**Study text**
Bringing theater to the underprivileged

Rania Khalil
7 Min Read

In the midst of PhotoCairo and the International Cairo Biennale, the capital’s biggest art events at the moment, a performance of another nature surprised and overwhelmed this writer; ranking among the best art experiences of the year.

“Tonight is Theater , sponsored by El-Nahda Culture Association, was a three-hour extravaganza of community theater by a group of Egyptian performers who have been trained under the auspices of El-Khayal El-Shaabi (The Popular Imagination) Theater – a local street theater company that has performed around the country in the last six years.

A part of the company’s mission involves theater training in local communities as a tool for empowerment and problem solving.

On that evening, however, the company took a back seat to their trainees: Egyptians from Cairo to Armant (a village near Luxor), from youth to deaf people, from teenagers to a group of kindergarten teachers. On view were five distinct performances, all collectively created by their participants and trainers.

The audience soon became witness to a part of Egyptian life scarcely represented in high profile international exhibitions, including a presentation by group of young men from the Manshiyet Nasser, sons of the zabaleen (garbage collectors) community.

What has been compromised for these young men in terms of health, access and privilege was alarmingly mute in their acting, giving a diligent presentation entitled “The Group of Modern Art for the Third Generation under the direction of El-Khayal El-Shaabi players Mostapha Mohammed and Shaker Said.

The actors were flamboyantly outfitted, and their work was a combination of rhapsodic spoken word poetry and ironic social commentary. The play, in part about a maestro trying to create a performance with irresponsible students, bespoke the power imbalances and petty humiliations that fill many lives.

**What this exercise asks**
a) From the community theater article, copy the stretch from "Bringing theater to" through "last six years.".
b) Decide whether each statement agrees with the community theater article, answering yes or no and quoting the deciding words: (i) El-Khayal El-Shaabi has performed around the country in the last six years; (ii) the evening included four distinct performances; (iii) the event was sponsored by El-Nahda Culture Association.

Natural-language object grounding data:

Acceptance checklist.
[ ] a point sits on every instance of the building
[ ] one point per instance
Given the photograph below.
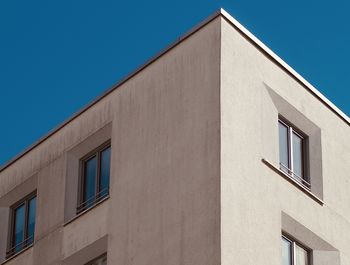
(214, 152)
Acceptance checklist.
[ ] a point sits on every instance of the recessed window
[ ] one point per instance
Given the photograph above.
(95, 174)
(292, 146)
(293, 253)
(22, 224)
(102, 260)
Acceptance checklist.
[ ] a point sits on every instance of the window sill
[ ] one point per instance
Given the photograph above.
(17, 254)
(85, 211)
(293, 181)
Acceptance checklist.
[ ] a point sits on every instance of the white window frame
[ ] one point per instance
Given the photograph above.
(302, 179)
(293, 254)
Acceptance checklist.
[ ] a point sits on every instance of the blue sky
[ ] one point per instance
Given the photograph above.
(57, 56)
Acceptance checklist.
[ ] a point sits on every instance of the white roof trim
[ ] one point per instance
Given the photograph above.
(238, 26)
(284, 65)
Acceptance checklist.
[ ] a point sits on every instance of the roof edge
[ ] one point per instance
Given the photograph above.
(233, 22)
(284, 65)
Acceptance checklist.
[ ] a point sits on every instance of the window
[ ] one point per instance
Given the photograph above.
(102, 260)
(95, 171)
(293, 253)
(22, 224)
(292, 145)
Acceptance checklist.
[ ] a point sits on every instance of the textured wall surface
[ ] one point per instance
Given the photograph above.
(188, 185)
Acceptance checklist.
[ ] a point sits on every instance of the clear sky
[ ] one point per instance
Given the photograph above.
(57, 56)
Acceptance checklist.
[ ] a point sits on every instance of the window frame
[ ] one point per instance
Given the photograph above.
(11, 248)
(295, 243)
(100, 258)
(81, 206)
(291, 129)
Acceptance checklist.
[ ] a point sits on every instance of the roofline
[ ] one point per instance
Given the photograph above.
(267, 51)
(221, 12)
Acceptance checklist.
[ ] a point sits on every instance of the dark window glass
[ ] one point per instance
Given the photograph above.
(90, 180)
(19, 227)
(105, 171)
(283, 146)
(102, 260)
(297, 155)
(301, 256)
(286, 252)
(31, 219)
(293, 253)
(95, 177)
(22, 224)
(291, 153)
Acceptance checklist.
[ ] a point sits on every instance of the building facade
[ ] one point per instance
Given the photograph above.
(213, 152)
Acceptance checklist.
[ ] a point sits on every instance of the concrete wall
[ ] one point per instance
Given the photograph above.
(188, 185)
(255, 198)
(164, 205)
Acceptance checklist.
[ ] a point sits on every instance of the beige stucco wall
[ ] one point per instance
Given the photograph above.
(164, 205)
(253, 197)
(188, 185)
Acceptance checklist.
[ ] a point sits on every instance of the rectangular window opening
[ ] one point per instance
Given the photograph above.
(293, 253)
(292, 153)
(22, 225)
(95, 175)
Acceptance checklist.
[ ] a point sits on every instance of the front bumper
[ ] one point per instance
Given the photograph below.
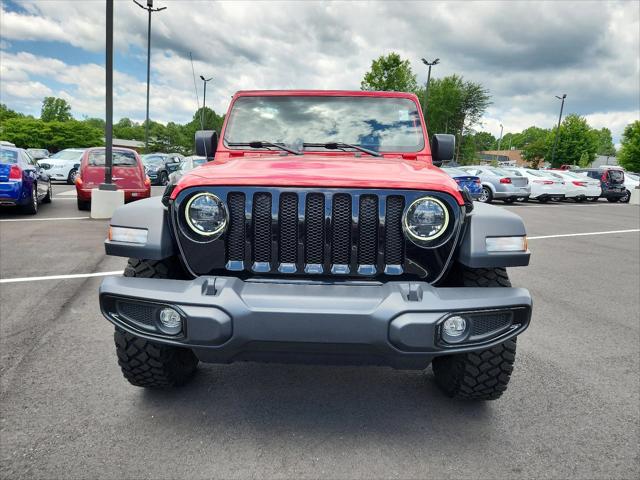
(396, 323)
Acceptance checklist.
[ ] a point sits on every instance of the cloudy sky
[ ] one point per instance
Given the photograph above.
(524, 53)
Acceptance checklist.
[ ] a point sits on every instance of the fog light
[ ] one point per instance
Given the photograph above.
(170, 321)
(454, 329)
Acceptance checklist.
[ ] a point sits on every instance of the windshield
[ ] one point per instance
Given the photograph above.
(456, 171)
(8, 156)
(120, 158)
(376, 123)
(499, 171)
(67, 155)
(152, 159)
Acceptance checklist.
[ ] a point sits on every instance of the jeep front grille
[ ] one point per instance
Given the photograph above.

**Answers by item**
a)
Bringing theater to the underprivileged

Rania Khalil
7 Min Read

In the midst of PhotoCairo and the International Cairo Biennale, the capital’s biggest art events at the moment, a performance of another nature surprised and overwhelmed this writer; ranking among the best art experiences of the year.

“Tonight is Theater , sponsored by El-Nahda Culture Association, was a three-hour extravaganza of community theater by a group of Egyptian performers who have been trained under the auspices of El-Khayal El-Shaabi (The Popular Imagination) Theater – a local street theater company that has performed around the country in the last six years.

b)
(i) Yes: "a local street theater company that has performed around the country in the last six years."
(ii) No: "On view were five distinct performances, all collectively created by their participants and trainers."
(iii) Yes: "sponsored by El-Nahda Culture Association"